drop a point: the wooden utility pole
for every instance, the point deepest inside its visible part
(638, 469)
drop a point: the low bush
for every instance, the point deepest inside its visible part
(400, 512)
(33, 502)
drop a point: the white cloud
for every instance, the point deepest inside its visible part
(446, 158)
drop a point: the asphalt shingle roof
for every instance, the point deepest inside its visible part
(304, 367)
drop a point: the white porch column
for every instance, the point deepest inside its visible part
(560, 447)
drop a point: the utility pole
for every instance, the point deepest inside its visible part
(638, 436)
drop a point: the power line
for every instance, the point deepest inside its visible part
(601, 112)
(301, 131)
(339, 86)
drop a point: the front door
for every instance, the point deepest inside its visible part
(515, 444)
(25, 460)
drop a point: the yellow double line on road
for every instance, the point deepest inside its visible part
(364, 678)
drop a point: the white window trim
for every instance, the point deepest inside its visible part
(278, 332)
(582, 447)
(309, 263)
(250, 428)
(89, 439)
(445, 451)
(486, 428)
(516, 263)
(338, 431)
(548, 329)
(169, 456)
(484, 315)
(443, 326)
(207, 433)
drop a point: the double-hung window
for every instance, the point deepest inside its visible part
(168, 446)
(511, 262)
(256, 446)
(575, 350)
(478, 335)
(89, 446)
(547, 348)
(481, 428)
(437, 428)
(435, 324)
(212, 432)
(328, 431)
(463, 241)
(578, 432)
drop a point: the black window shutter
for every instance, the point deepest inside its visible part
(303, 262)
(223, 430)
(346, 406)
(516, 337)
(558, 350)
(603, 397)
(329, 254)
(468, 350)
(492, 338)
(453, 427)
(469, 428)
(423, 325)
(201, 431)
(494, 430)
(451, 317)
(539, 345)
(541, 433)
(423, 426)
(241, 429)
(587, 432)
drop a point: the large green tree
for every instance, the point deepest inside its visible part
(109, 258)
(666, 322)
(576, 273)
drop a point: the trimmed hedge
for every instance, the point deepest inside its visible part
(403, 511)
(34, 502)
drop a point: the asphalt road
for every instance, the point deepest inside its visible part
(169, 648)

================

__What you need to do__. Restate all of the entries exactly, please.

__Exercise result__.
drop a point: the wooden utility pole
for every instance, the point deepest inside its visible part
(638, 469)
drop a point: the low bush
for every instance, the point deepest inside its visible part
(400, 512)
(33, 502)
drop a point: the white cloud
for every instance, the point deepest inside its visible part
(446, 158)
drop a point: the asphalt shingle roof
for every instance, the point deepest inside its visible part
(304, 367)
drop a point: the white porch column
for every instance, the point deepest inside its visible part
(560, 447)
drop a point: the utility pole
for every instance, the point deepest inside its visible part
(638, 436)
drop a point: the power line
for every instance, the point deepest inside its visible part
(601, 112)
(301, 131)
(339, 86)
drop a point: the front door
for every instance, the point deepest inside its visible part
(515, 444)
(25, 460)
drop a point: the yellow double line on road
for every instance, the point deepest inside its visible part
(364, 678)
drop a point: the white window trim
for every instance, the point deepest inside its visible part
(278, 332)
(582, 447)
(309, 263)
(250, 428)
(89, 439)
(445, 451)
(486, 428)
(516, 263)
(338, 431)
(548, 329)
(169, 456)
(484, 315)
(443, 326)
(207, 433)
drop a point: the double-hung window
for every instance, the point deepest inside its visible part
(168, 446)
(511, 262)
(256, 446)
(575, 350)
(478, 335)
(89, 446)
(547, 348)
(481, 428)
(437, 428)
(435, 324)
(212, 432)
(328, 431)
(463, 241)
(578, 432)
drop a point: the black window shutter
for every instance, the point deepest inside its visible part
(303, 262)
(223, 430)
(346, 406)
(516, 337)
(558, 350)
(603, 397)
(329, 254)
(468, 350)
(492, 338)
(453, 427)
(469, 428)
(423, 325)
(201, 431)
(494, 430)
(451, 317)
(539, 345)
(541, 433)
(423, 426)
(241, 429)
(587, 432)
drop a point: the large green tree
for every instance, the point deepest inside its visible part
(109, 258)
(666, 322)
(576, 273)
drop a point: the trimmed hedge
for every instance, the point deepest inside its visible part
(403, 511)
(34, 502)
drop a point: the asphalt road
for every instance, the point deepest inside its visible part
(169, 648)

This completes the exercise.